== Task directions ==
Would you please copy every line below that includes the string "blazer"?

Items from a dataset

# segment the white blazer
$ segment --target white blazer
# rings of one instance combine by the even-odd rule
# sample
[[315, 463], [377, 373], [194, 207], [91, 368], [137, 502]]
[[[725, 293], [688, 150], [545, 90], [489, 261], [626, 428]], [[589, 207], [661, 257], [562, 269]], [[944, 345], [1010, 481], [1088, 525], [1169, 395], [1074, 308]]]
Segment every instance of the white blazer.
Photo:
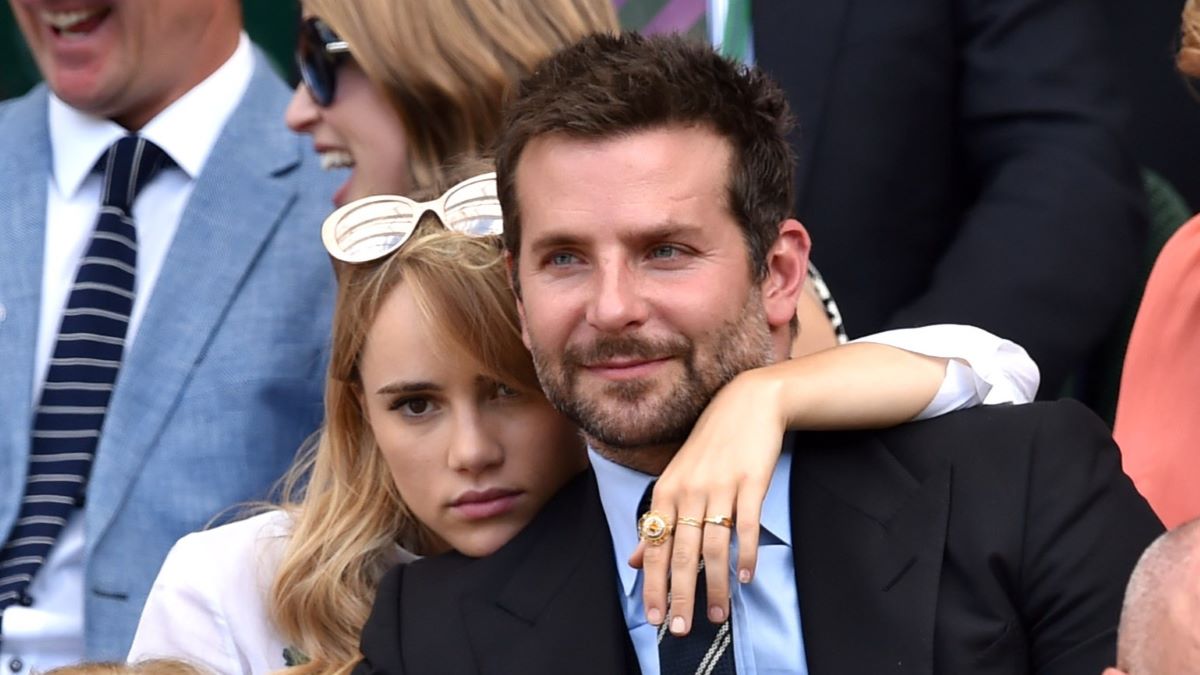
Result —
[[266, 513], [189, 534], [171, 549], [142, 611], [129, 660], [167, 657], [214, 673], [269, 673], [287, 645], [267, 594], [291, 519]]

...

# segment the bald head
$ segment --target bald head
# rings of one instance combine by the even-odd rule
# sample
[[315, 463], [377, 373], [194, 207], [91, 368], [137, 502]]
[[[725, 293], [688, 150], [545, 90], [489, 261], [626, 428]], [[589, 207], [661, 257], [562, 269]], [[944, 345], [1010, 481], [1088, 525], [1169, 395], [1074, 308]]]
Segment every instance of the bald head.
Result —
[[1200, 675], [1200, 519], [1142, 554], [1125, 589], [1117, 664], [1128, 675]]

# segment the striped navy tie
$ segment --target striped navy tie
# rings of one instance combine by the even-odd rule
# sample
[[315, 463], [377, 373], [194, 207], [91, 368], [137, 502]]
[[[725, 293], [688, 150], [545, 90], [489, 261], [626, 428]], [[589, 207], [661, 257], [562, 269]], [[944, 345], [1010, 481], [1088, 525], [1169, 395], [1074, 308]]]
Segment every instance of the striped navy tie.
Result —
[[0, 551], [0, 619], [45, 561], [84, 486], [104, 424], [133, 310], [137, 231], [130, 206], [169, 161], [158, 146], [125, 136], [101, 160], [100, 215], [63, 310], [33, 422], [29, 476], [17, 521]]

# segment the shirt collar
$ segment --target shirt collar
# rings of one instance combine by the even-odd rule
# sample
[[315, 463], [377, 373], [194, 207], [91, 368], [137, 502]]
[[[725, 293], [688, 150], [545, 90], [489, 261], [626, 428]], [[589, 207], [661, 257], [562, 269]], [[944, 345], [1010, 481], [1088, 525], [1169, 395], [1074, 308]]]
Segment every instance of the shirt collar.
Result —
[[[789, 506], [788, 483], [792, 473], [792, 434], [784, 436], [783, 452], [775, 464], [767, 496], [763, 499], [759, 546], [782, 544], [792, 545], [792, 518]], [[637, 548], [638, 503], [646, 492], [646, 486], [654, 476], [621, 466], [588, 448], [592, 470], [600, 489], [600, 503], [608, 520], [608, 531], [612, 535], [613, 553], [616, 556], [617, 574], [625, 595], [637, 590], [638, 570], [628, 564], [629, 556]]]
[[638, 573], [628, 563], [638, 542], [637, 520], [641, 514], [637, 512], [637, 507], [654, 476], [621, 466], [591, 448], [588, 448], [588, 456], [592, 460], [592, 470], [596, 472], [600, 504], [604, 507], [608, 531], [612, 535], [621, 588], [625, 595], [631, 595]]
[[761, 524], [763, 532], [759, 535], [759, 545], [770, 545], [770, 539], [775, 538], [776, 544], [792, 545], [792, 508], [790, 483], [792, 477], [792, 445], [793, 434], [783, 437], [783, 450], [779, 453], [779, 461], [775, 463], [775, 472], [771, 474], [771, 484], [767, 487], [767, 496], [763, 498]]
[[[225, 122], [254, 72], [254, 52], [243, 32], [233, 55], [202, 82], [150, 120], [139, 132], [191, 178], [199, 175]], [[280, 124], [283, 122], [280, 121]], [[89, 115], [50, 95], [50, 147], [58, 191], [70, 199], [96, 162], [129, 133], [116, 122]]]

== The completed task ==
# segment the white blazer
$ segment --target white blazer
Segment every instance of the white blazer.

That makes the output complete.